[Location annotation dataset excerpts]
------------------------------------

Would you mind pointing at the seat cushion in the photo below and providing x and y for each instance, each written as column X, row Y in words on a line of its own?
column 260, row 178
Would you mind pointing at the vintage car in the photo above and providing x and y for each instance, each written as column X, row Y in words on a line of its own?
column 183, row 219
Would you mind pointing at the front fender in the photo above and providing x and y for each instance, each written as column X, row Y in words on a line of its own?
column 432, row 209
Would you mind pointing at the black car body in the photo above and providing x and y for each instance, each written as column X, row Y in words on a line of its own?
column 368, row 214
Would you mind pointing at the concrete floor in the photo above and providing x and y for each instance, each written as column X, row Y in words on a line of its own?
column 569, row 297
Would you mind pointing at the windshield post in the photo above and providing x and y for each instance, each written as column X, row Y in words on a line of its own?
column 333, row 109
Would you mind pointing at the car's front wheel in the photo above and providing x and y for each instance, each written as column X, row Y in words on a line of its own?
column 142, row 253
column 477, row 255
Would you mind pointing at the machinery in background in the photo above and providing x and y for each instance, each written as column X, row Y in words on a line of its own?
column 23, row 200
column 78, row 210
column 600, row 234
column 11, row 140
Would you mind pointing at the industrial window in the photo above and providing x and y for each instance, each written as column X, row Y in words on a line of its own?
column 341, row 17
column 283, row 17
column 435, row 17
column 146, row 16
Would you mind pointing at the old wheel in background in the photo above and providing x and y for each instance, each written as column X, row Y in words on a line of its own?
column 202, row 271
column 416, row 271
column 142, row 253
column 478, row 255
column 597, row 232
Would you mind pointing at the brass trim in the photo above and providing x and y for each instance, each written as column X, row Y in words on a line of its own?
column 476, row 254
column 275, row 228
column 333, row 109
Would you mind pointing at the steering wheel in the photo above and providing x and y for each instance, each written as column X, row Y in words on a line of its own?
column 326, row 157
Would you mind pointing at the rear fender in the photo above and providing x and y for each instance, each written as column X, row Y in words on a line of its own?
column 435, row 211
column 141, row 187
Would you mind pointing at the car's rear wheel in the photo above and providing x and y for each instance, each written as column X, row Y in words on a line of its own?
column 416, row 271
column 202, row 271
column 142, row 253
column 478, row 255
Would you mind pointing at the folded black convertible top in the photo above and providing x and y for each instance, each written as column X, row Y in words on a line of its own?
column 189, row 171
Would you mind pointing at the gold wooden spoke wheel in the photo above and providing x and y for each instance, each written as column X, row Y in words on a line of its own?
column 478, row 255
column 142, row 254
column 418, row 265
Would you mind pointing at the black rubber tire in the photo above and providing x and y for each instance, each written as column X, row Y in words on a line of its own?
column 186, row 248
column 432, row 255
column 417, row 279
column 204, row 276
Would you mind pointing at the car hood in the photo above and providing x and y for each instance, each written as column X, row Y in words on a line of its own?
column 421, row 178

------------------------------------

■ **WHAT TO DO**: Could you put the rows above, from the line containing "Would you mind pointing at the black rubber" through the end of the rows, into a Markdown table with the columns No. and Text, giving each line its number and skipping any blank lines?

■ **OUTPUT BELOW**:
| No. | Text |
|---|---|
| 1 | Would you mind pointing at the black rubber tire in the photo above and providing x and y for each instance, each written as column X, row Y in words on a line of its own? |
| 2 | column 186, row 248 |
| 3 | column 432, row 255 |
| 4 | column 417, row 279 |
| 5 | column 204, row 276 |
| 6 | Would you mind pointing at the car hood in the photo above and providing x and y for each instance, each written as column X, row Y in words on a line of its own? |
| 7 | column 421, row 178 |